- _Excerpted text_
####################

Earlier this month, Iran further expanded its nuclear enrichment program, taking another step away from the nuclear accord it had signed with world powers in July 2015. Since President Trump withdrew the U.S. from the accord, on May 2018, and re-imposed U.S. sanctions, Iran’s economy has lost nearly 10 percent of its output. Although the economy appears to have weathered the initial storm, time is not on Iran’s side and its leaders see the gradual resumption of enrichment as a way to end the current stalemate without caving to U.S. demands.
As usual in matters of foreign policy, Iran’s leadership is divided on how to weigh the costs and benefits of talking to Trump. Waiting out Trump’s first term in the hope of negotiating with a more predictable, less hostile U.S. administration after the U.S. elections in 2020 carries risks. Such an approach must be weighed against forgoing the opportunity to talk to Trump while he is still in his first term, when he may want a photo-up, if not a tangible foreign policy victory. Far less optimal would be for the Iranians to talk to him after he is emboldened by re-election.

####################

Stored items
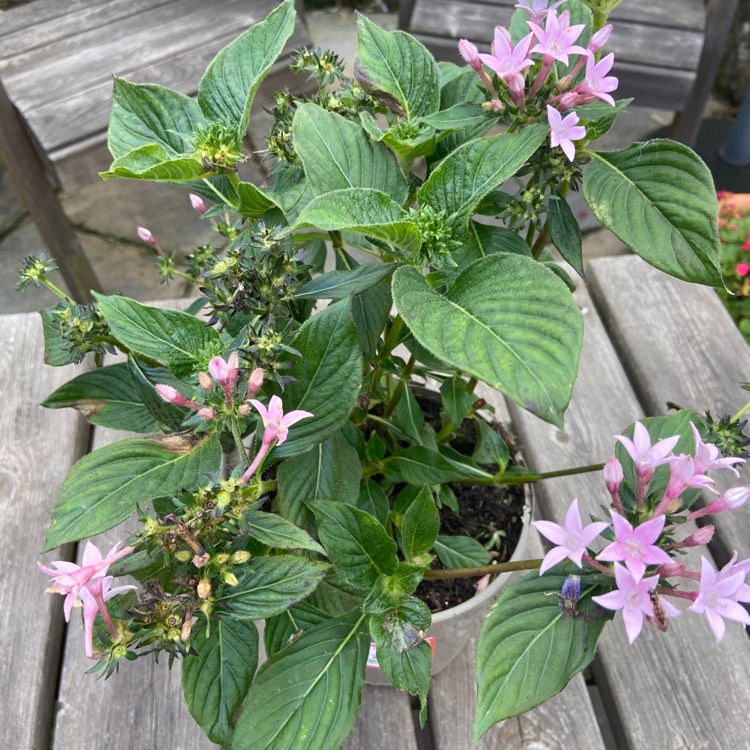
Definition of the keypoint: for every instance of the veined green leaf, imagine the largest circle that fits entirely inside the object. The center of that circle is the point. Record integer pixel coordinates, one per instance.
(356, 542)
(465, 176)
(362, 210)
(529, 647)
(307, 696)
(228, 86)
(326, 378)
(270, 585)
(178, 339)
(337, 154)
(145, 113)
(215, 681)
(107, 486)
(107, 397)
(658, 198)
(395, 67)
(506, 320)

####################

- _Request_
Please rewrite the stretch of the passage on Iran's nuclear program from "Earlier this month, Iran" through "to U.S. demands.", putting "global powers" in place of "world powers". The rows above aren't needed.

- _Result for this task_
Earlier this month, Iran further expanded its nuclear enrichment program, taking another step away from the nuclear accord it had signed with global powers in July 2015. Since President Trump withdrew the U.S. from the accord, on May 2018, and re-imposed U.S. sanctions, Iran’s economy has lost nearly 10 percent of its output. Although the economy appears to have weathered the initial storm, time is not on Iran’s side and its leaders see the gradual resumption of enrichment as a way to end the current stalemate without caving to U.S. demands.